- _Task description_: Return every line from the one with "Target: blue sky" through the one with "of the wooden", inclusive, exactly as it appears below.
START Extracted entries
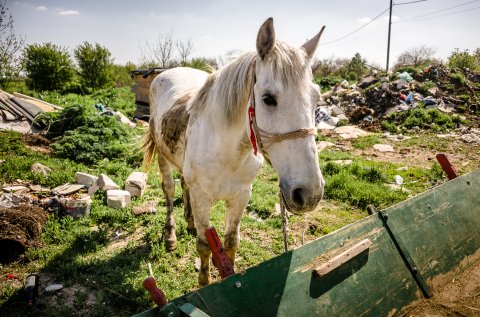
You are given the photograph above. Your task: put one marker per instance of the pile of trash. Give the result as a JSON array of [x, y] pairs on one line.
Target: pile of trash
[[374, 97]]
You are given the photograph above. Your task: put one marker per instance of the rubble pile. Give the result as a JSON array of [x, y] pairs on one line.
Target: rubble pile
[[451, 91]]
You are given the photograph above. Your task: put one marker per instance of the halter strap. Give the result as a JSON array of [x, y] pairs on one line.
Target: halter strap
[[264, 139]]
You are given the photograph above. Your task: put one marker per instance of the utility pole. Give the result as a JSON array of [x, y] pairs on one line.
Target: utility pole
[[390, 24], [389, 32]]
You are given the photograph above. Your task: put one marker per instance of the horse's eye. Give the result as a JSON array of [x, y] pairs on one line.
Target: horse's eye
[[269, 100]]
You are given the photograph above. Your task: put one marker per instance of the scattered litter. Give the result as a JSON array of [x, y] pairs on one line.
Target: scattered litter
[[67, 189], [253, 215], [117, 198], [398, 180], [14, 189], [106, 183], [146, 208], [40, 168], [350, 132], [383, 147], [77, 206], [136, 184], [323, 145], [398, 137], [8, 200], [85, 179]]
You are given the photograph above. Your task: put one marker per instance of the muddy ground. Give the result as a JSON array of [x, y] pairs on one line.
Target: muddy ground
[[460, 297]]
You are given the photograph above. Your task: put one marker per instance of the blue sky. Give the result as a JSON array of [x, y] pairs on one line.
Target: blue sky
[[216, 27]]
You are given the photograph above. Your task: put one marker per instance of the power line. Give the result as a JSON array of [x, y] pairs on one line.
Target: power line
[[402, 3], [358, 29], [438, 11]]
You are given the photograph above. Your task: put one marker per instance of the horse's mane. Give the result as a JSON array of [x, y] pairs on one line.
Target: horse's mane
[[229, 87]]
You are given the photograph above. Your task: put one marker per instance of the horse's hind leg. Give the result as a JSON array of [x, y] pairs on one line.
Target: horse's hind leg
[[168, 187], [235, 208], [201, 210], [187, 207]]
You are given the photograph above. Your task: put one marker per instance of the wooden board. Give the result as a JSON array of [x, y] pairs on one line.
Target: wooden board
[[425, 240], [439, 230]]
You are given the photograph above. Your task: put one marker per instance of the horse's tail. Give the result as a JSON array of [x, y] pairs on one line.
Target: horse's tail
[[149, 148]]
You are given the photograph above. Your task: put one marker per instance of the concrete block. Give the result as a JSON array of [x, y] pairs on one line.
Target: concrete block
[[106, 183], [85, 179], [136, 184], [117, 198]]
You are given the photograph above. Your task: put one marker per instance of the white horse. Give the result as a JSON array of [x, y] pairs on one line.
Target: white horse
[[209, 128]]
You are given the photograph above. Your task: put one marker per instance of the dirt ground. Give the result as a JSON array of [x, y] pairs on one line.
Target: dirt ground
[[460, 297]]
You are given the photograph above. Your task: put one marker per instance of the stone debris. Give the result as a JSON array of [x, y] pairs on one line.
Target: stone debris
[[85, 179], [343, 162], [40, 168], [117, 198], [106, 183], [136, 184], [383, 147], [67, 189]]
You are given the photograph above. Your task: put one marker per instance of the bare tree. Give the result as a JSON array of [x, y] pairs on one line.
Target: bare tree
[[184, 50], [415, 56], [10, 47], [160, 52]]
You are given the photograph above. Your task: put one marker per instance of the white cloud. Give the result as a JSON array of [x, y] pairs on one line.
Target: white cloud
[[68, 12], [364, 20]]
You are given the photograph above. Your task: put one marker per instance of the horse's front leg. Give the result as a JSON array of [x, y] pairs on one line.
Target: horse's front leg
[[201, 215], [235, 208], [187, 208], [168, 187]]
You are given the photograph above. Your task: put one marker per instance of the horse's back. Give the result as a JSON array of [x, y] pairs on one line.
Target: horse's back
[[173, 84]]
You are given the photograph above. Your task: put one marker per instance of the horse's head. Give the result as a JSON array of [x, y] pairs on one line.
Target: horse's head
[[285, 101]]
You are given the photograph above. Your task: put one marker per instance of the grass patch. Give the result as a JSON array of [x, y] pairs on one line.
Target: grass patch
[[365, 141]]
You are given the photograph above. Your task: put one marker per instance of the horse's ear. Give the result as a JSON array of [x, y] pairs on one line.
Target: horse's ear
[[311, 45], [265, 38]]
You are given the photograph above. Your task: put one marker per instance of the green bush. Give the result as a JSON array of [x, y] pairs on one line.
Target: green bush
[[48, 67], [463, 59], [95, 65]]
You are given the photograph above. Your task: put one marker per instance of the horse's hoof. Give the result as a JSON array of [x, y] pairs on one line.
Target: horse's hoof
[[204, 280], [192, 231], [170, 245]]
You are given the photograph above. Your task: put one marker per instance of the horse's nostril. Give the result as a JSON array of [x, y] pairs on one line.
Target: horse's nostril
[[297, 197]]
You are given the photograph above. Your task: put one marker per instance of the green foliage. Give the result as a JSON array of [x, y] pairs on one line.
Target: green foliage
[[121, 74], [463, 59], [359, 186], [429, 119], [83, 135], [202, 64], [48, 67], [95, 65], [18, 160], [327, 82], [10, 48], [101, 137]]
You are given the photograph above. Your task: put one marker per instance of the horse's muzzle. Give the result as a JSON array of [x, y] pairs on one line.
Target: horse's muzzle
[[300, 199]]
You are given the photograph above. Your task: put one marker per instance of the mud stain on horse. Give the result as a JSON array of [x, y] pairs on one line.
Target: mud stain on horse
[[174, 123]]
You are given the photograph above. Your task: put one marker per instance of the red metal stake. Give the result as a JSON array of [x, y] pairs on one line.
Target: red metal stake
[[219, 256], [447, 166]]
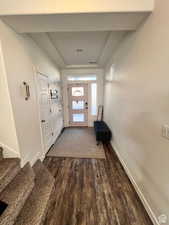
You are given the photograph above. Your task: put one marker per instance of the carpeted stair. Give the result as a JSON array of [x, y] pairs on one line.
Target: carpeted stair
[[27, 192]]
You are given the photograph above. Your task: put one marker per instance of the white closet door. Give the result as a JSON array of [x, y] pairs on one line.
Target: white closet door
[[45, 111]]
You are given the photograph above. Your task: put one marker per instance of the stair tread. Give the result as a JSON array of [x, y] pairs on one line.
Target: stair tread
[[35, 208], [16, 193], [8, 170]]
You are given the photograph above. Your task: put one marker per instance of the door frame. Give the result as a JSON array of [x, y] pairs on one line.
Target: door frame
[[80, 83], [65, 73]]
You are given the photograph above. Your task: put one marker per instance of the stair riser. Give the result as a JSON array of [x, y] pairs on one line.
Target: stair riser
[[1, 153], [10, 218], [7, 179]]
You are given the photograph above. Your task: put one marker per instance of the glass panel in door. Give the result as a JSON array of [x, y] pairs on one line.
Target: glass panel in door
[[78, 104]]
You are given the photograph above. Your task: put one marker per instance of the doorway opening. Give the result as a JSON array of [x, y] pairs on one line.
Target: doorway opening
[[82, 99]]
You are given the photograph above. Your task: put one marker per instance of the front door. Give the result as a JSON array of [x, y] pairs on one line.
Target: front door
[[78, 104]]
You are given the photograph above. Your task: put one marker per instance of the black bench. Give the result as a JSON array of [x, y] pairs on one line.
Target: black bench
[[103, 133]]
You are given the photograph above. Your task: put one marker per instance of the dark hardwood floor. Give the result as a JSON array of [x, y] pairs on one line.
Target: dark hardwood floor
[[93, 192]]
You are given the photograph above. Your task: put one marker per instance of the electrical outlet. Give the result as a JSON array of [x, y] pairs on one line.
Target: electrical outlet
[[162, 219]]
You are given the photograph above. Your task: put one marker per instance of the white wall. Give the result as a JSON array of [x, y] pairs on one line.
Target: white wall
[[22, 56], [8, 138], [71, 6], [137, 105], [87, 71]]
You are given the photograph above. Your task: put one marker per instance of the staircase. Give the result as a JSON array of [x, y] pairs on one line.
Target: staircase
[[27, 191]]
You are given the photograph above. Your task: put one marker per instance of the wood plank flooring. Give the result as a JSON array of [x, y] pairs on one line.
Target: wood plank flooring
[[93, 192]]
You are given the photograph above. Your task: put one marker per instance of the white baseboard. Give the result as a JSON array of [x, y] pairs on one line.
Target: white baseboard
[[30, 159], [9, 152], [137, 189]]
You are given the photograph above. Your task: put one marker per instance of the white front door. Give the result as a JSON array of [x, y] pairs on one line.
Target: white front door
[[45, 111], [78, 104]]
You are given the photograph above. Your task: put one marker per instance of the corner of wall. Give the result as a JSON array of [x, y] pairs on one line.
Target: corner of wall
[[9, 152]]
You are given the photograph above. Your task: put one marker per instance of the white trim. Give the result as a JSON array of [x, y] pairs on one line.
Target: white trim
[[29, 159], [137, 189], [9, 152]]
END Extracted entries
- _Answer to this exercise_:
Target: blue sky
[[216, 27]]
You are given the photograph above. Your task: put one marker per instance of the power line. Give the result as a JSON array of [x, y] pairs on one line.
Target: power line
[[402, 3], [358, 29], [438, 11]]
You are given the photograph above. Your task: put one marker per instance of the horse's mane. Give the result as a JSON array of [x, y] pairs on one line.
Target: horse's mane
[[229, 87]]
You are given the photograph above. Your task: put one marker per instance of the horse's hind leg. Give the result as a JSON array of [x, y] pairs on one line.
Target: horse's hind leg
[[168, 187], [235, 208], [201, 210], [187, 207]]
You are given the photograph above. Your task: put one marker per instance of the wooden board. Give the result as a JSON array of [x, y] pairs on one line.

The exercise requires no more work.